[PROBLEM TO SOLVE] Reproduce every item below word for word, leaving out the pictures.

[RECORDS SHOWN]
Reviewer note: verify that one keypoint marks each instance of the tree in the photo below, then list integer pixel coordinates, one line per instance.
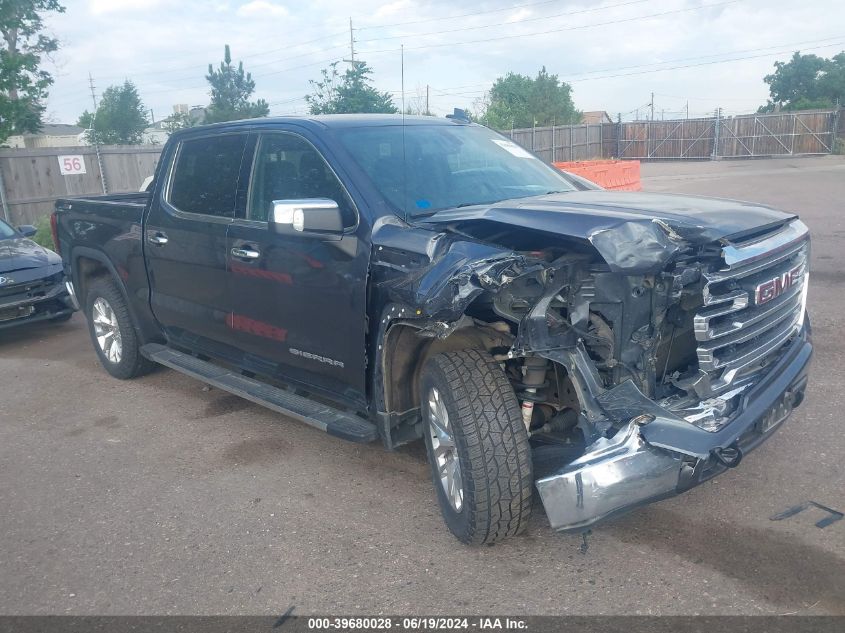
(121, 117)
(806, 82)
(231, 89)
(23, 85)
(348, 93)
(520, 101)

[WRITTEN RESPONSE]
Reviewer note: verify that one keypoint marks each instance of the tree in the photo below, then list integer pixel coordinates, one line per instance.
(121, 117)
(806, 82)
(231, 89)
(23, 85)
(348, 93)
(520, 101)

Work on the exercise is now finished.